--- begin EXERCISE MATERIAL ---
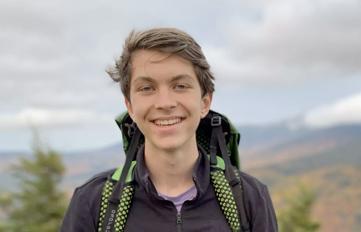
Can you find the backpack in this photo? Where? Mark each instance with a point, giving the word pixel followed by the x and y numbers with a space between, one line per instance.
pixel 216 136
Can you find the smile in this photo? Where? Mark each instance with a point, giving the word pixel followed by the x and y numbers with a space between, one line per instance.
pixel 167 122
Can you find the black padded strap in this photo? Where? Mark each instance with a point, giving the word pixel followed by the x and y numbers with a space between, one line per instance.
pixel 239 196
pixel 108 224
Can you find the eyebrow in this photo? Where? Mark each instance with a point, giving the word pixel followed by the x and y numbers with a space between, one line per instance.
pixel 175 78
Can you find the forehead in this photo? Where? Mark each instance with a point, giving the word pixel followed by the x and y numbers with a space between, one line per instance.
pixel 155 64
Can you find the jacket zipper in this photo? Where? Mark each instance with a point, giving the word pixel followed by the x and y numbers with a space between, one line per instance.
pixel 179 222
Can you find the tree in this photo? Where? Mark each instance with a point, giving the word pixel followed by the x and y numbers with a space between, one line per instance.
pixel 296 215
pixel 39 205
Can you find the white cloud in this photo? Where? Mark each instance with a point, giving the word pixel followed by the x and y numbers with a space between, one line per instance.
pixel 40 117
pixel 344 111
pixel 293 42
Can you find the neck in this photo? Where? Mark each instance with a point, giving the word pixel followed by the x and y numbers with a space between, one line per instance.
pixel 171 171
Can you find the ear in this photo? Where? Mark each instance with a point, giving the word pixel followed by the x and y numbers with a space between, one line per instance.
pixel 128 104
pixel 206 104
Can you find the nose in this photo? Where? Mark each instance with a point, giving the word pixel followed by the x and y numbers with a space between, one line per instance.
pixel 165 99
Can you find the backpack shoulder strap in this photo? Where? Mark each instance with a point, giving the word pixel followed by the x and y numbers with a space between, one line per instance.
pixel 240 201
pixel 116 219
pixel 230 197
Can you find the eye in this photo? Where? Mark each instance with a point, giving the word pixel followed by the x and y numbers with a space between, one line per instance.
pixel 145 88
pixel 181 86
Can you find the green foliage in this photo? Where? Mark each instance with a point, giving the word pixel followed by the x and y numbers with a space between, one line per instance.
pixel 39 205
pixel 296 215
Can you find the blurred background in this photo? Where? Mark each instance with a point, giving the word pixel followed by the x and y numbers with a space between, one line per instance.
pixel 288 74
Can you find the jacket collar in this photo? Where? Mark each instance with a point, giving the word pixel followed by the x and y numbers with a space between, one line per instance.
pixel 201 173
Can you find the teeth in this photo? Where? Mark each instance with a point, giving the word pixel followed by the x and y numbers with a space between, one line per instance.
pixel 167 122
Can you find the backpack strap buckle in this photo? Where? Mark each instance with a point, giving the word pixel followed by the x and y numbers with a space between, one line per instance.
pixel 216 121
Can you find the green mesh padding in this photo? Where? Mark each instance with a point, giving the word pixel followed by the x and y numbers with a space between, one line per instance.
pixel 123 207
pixel 107 191
pixel 226 199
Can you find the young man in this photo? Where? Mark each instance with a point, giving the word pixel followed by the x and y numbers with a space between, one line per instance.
pixel 168 86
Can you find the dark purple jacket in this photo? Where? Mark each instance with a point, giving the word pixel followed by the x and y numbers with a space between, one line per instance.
pixel 149 212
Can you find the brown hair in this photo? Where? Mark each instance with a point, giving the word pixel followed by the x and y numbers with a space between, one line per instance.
pixel 168 40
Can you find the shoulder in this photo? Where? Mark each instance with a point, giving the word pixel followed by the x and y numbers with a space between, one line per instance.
pixel 252 184
pixel 258 204
pixel 82 212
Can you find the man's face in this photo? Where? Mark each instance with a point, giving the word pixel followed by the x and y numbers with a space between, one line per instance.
pixel 165 99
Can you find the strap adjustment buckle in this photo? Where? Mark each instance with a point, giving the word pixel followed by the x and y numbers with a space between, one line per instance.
pixel 216 121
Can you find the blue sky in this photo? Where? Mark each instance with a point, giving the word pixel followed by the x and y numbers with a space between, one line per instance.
pixel 274 61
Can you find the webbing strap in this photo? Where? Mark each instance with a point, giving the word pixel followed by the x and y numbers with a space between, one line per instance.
pixel 239 195
pixel 114 200
pixel 234 182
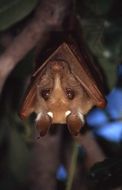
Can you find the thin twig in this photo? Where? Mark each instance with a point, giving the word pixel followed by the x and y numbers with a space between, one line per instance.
pixel 48 16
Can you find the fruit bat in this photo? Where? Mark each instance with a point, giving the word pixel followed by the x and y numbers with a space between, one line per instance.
pixel 64 88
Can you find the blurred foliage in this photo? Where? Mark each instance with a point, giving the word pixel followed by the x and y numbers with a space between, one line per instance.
pixel 101 24
pixel 13 11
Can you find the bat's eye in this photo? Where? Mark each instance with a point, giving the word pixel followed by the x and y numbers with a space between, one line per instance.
pixel 70 93
pixel 45 93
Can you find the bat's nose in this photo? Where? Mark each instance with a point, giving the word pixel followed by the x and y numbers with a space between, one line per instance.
pixel 56 66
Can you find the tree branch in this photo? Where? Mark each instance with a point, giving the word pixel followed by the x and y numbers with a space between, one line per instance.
pixel 48 16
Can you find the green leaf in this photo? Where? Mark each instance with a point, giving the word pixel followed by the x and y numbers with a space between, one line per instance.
pixel 13 11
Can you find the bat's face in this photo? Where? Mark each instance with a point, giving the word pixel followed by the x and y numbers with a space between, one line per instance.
pixel 61 96
pixel 62 90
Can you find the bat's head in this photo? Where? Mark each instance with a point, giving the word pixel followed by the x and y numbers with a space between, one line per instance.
pixel 60 94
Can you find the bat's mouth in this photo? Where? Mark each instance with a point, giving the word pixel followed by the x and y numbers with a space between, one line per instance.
pixel 74 121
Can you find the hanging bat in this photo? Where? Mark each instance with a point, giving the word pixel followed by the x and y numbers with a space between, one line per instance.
pixel 63 89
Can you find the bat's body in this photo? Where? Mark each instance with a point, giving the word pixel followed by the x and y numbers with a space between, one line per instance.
pixel 63 90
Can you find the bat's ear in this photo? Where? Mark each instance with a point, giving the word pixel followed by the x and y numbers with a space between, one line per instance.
pixel 28 103
pixel 83 69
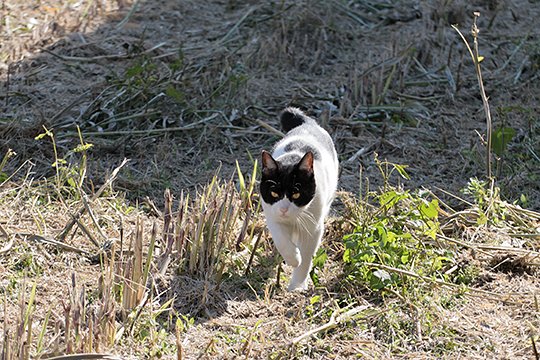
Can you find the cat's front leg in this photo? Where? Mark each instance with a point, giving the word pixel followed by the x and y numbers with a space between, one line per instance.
pixel 282 239
pixel 308 245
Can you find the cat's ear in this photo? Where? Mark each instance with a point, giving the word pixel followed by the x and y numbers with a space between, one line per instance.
pixel 306 164
pixel 269 164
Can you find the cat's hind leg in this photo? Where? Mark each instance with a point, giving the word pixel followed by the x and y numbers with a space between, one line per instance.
pixel 308 245
pixel 285 245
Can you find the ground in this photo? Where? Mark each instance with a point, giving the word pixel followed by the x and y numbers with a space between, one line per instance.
pixel 186 90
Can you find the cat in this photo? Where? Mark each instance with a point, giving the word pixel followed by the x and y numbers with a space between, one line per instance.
pixel 299 179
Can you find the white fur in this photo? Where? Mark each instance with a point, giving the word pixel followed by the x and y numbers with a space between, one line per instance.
pixel 297 234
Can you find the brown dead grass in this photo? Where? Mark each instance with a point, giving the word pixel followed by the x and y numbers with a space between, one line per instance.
pixel 380 78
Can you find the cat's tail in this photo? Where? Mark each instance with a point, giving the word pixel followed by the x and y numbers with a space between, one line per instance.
pixel 292 117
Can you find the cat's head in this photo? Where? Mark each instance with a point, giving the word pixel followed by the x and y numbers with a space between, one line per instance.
pixel 287 189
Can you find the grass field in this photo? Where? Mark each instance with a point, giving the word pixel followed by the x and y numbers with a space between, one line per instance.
pixel 130 222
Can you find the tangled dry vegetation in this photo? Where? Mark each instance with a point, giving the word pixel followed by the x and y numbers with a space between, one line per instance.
pixel 421 258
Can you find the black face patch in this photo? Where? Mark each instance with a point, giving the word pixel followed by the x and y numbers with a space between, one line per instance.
pixel 296 182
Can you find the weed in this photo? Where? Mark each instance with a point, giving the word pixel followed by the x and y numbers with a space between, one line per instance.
pixel 399 232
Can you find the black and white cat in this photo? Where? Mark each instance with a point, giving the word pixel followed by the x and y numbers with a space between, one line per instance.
pixel 298 183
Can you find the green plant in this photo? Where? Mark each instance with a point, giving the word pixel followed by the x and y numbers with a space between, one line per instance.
pixel 398 231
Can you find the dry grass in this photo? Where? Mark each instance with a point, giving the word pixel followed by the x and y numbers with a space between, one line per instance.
pixel 188 87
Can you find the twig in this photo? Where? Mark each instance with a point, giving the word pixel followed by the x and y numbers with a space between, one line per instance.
pixel 103 57
pixel 9 245
pixel 333 322
pixel 82 210
pixel 495 295
pixel 476 58
pixel 253 253
pixel 39 238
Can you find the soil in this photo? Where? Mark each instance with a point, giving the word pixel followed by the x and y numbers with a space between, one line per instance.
pixel 184 88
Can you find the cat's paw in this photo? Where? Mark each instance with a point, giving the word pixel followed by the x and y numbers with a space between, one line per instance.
pixel 293 259
pixel 299 287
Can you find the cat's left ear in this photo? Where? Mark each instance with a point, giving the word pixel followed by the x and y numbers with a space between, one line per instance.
pixel 268 162
pixel 306 164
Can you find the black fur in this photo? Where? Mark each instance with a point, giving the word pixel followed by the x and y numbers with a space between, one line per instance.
pixel 286 180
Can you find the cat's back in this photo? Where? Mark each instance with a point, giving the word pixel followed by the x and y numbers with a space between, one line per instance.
pixel 303 134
--- end EXERCISE MATERIAL ---
**DO THIS:**
Reproduce the lines above word for word, starting at the first line and ending with the one containing "pixel 216 136", both included. Omit any pictures.

**ANSWER TO THIS PROBLEM:**
Can you find the backpack in this photo? Where? Mark each instance with a point, giving the word pixel followed by the x and y numbers with a space between, one line per instance.
pixel 216 136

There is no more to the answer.